Word for word, restate the records that come after this.

==== Data records ====

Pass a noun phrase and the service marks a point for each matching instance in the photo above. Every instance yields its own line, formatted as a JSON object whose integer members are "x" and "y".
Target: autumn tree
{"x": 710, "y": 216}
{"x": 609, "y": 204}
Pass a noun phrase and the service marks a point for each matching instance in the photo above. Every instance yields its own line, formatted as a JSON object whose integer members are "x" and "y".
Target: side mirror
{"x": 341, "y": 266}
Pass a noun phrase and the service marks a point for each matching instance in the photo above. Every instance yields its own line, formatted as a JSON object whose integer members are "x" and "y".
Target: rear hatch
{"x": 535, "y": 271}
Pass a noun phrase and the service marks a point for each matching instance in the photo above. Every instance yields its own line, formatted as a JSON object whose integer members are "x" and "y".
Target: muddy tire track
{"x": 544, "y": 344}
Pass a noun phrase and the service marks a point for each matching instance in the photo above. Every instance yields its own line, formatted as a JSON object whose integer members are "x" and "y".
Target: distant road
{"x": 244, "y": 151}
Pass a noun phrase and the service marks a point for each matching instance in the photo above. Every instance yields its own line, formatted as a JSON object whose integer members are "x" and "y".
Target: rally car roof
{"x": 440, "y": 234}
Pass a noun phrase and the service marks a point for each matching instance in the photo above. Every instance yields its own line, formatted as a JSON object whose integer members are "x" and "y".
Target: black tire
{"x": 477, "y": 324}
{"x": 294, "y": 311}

====

• _Solution to this task_:
Pass a noun phrase and the service marks a point for each matching instance in the photo above. Every instance yields its own line, formatted as a JSON object whose integer members are "x" and "y".
Target: autumn tree
{"x": 710, "y": 216}
{"x": 609, "y": 204}
Pass a noun phrase and the service marks a point for each matching instance in the photo above. Every instance yields its own line, formatted as a JSON object whose integer members are "x" and "y".
Target: side mirror
{"x": 341, "y": 266}
Pass a noun phrase and the service marks a point for each matching instance in the photo above. Every instance yields its own line, formatted as a JSON object whose integer members are "x" and "y".
Target: rear hatch
{"x": 535, "y": 271}
Pass a noun phrase and the service marks a point for each matching instance in the photo above. Every instance yields its own line, formatted as a JSON object whose integer members are "x" and "y".
Target: muddy tire track
{"x": 544, "y": 344}
Pass a noun phrase and the service marks a point for each matching instance in the photo above. Every instance yields its own line, formatted as a JSON object whose integer members are "x" and "y".
Target: distant road
{"x": 244, "y": 151}
Pass a noun phrase and the service marks a point for each matching instance in the photo above. Every instance yields its own line, formatted as a JSON object whose integer members are "x" and "y".
Target: rally car roof
{"x": 440, "y": 234}
Pass a noun phrase and the service marks a point for each matching instance in the photo above. Every instance yields its own line, formatted as a JSON object whose integer members are "x" and "y".
Target: black tire
{"x": 477, "y": 324}
{"x": 294, "y": 311}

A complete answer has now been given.